GOAL = Could the lines from the one with "man in orange" through the end of the listing be restated exactly, with nothing else included?

======== INFORMATION PROVIDED

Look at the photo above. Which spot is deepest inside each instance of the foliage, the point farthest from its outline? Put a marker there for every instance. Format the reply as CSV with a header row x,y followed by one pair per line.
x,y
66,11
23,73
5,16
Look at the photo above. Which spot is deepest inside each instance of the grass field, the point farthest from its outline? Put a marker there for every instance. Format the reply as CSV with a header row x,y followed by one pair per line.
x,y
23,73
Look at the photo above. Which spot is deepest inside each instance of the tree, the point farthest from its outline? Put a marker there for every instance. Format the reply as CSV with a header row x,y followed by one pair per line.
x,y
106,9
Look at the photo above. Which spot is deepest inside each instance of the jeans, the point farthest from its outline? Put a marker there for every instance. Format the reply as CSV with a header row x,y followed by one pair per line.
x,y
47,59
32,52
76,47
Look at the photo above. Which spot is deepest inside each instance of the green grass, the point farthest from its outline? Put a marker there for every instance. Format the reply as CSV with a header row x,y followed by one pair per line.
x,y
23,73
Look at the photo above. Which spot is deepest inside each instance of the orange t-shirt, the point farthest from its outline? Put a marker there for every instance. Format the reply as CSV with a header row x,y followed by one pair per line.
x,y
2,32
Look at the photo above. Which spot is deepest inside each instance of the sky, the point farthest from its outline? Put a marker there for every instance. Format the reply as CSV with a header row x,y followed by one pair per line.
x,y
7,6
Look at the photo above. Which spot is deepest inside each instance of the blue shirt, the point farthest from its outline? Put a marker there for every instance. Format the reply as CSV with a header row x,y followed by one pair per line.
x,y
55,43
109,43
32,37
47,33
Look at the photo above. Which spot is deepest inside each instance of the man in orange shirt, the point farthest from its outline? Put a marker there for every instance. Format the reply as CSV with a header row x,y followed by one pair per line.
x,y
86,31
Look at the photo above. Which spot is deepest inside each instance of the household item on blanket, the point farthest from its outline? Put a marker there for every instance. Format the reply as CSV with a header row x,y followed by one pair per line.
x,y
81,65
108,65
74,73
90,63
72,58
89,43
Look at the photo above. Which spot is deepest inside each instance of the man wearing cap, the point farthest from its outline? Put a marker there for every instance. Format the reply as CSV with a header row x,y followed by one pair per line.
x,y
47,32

================

RESULT FOR THIS TASK =
Look at the photo above. Which spot is deepest inside each instance of the man in orange shirt, the point farthest from its outline? Put a marker there for every instance. Format the reply as CSV with a header row x,y followed by one pair per line.
x,y
86,31
Look at the photo above. Which spot is deepest inside each instance of the household item on blanket, the point farthest from its outline? Put a marker there for every instance. Format the reply as CSV with a header row x,y followed by one pair per line.
x,y
81,65
108,65
74,73
90,63
72,58
89,43
Look at the photo above. Which spot is deepest inside each instance of the man wearing cap, the point farthest from its outline? Put a marker there for every instance. Format the reply as CSV with a header row x,y followed by one pair per line.
x,y
47,32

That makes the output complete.